* [Requirement]
The word "shot" marks the lines to keep; find each one in the data and copy it.

* [The data]

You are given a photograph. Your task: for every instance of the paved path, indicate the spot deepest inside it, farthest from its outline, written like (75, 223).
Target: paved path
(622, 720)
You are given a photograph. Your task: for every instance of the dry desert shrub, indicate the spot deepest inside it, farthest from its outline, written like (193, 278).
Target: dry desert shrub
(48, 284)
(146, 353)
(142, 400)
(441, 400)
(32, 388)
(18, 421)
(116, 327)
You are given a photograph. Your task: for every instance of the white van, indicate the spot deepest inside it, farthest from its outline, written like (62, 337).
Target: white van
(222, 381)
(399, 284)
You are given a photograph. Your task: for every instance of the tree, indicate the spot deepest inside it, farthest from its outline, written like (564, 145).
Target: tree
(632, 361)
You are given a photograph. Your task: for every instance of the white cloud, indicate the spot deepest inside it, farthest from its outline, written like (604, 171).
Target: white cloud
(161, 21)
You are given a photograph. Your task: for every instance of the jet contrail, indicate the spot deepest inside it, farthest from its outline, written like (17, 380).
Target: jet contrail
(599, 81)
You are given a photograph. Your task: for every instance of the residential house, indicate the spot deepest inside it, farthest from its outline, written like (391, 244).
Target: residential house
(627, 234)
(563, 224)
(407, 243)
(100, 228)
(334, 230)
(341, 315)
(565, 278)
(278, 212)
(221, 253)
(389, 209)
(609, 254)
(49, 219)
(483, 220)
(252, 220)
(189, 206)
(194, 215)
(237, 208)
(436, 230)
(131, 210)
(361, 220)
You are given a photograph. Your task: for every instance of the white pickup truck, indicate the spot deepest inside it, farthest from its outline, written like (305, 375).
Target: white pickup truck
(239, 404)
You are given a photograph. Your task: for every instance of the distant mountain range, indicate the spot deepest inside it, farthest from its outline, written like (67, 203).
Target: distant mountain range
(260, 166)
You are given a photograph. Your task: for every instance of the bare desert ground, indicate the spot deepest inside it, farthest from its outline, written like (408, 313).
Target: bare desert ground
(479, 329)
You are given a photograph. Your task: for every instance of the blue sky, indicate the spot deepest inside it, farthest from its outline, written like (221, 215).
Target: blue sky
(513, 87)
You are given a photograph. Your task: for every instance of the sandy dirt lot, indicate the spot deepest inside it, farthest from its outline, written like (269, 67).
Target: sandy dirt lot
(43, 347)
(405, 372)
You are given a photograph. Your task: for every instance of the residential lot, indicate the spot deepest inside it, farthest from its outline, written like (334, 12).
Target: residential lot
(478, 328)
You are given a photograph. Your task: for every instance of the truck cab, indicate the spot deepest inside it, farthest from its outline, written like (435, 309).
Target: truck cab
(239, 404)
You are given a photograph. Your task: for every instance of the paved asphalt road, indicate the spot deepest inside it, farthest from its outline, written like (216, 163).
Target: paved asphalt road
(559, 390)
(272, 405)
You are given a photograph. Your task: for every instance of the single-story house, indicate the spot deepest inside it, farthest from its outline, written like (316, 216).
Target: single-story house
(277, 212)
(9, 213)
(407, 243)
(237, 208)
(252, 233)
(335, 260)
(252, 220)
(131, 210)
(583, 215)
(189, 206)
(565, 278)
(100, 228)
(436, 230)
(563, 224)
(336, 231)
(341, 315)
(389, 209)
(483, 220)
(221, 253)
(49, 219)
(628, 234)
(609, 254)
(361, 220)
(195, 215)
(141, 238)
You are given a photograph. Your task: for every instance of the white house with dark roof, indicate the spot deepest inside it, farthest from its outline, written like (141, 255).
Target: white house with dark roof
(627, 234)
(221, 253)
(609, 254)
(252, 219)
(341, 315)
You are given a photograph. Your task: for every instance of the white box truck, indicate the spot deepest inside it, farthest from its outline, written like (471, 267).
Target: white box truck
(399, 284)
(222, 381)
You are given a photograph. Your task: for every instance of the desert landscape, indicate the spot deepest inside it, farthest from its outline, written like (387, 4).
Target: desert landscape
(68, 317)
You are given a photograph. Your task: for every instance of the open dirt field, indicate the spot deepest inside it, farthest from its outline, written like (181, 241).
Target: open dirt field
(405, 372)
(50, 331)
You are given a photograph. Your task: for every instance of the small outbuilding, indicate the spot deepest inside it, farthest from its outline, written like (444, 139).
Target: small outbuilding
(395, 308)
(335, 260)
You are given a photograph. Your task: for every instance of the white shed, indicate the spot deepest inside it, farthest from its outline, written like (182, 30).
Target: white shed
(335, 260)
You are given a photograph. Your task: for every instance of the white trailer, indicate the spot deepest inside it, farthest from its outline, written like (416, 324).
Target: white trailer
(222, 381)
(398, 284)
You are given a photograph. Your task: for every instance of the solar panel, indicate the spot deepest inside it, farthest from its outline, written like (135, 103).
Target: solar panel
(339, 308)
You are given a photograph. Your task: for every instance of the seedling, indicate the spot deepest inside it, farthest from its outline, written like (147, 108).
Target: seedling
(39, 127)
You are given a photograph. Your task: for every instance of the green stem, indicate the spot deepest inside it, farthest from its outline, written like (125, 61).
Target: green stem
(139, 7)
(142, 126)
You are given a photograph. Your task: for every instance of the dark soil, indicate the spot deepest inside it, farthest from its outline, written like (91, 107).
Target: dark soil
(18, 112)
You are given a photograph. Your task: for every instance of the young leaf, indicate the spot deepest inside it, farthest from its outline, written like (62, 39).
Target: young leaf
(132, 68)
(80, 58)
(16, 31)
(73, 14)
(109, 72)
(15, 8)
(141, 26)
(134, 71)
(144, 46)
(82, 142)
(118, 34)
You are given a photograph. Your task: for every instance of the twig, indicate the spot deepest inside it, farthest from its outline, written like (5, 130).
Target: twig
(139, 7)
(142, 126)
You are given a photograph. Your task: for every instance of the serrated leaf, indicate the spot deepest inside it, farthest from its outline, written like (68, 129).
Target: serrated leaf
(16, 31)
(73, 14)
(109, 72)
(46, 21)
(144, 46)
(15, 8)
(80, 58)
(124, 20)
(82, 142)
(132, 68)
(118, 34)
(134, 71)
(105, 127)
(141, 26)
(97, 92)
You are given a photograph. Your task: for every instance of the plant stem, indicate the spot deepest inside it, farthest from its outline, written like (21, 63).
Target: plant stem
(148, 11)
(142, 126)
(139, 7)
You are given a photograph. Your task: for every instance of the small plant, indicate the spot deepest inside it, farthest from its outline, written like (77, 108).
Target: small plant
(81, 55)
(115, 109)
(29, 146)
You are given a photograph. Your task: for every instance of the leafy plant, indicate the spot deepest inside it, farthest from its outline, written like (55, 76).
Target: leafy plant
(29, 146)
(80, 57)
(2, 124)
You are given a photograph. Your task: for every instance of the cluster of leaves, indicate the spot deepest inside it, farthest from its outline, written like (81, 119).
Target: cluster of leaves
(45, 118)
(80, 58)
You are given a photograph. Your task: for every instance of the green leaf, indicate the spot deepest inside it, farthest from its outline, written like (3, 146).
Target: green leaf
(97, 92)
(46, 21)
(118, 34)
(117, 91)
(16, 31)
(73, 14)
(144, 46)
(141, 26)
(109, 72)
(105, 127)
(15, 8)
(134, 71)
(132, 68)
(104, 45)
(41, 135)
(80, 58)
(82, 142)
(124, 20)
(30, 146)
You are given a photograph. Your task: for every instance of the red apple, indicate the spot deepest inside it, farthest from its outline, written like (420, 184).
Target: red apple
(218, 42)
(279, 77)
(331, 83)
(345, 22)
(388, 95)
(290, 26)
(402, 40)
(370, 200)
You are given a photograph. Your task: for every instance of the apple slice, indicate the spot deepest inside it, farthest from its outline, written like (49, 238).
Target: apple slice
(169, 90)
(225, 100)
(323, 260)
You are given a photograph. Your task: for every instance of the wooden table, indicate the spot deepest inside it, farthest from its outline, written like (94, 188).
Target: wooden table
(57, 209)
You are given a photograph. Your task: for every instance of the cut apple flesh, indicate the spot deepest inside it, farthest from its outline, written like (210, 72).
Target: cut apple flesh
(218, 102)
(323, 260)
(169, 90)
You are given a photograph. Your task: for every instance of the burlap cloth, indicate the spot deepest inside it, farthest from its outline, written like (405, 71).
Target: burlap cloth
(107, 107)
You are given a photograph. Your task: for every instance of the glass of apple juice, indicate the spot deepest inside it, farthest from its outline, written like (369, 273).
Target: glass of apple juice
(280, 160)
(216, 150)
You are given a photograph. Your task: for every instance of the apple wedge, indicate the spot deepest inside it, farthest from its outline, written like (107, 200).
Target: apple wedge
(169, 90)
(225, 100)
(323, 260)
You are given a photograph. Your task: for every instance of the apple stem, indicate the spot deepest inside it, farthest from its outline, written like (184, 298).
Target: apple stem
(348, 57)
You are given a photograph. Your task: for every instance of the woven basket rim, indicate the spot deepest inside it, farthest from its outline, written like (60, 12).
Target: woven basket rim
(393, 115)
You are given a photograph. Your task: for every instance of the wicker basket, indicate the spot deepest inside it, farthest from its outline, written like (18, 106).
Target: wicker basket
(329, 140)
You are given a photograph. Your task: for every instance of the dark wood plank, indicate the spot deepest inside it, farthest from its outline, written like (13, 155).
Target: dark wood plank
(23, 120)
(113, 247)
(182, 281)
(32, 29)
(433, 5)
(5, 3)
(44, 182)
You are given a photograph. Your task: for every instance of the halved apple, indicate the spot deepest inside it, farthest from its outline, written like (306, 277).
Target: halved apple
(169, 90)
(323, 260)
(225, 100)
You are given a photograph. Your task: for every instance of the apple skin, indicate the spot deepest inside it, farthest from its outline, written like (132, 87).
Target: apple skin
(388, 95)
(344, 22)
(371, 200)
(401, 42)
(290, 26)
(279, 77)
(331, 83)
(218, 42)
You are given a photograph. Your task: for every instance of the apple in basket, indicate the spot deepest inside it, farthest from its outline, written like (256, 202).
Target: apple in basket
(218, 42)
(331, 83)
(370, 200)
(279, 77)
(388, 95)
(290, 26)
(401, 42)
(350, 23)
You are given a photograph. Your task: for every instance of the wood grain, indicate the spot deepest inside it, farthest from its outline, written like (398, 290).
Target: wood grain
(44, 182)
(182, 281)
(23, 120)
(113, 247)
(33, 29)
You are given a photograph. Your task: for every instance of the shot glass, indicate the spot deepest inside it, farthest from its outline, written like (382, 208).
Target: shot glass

* [Result below]
You are given a photograph. Your task: for every instance of the shot glass, indicate the spot deepest inside it, farthest from its outline, written like (382, 208).
Target: shot glass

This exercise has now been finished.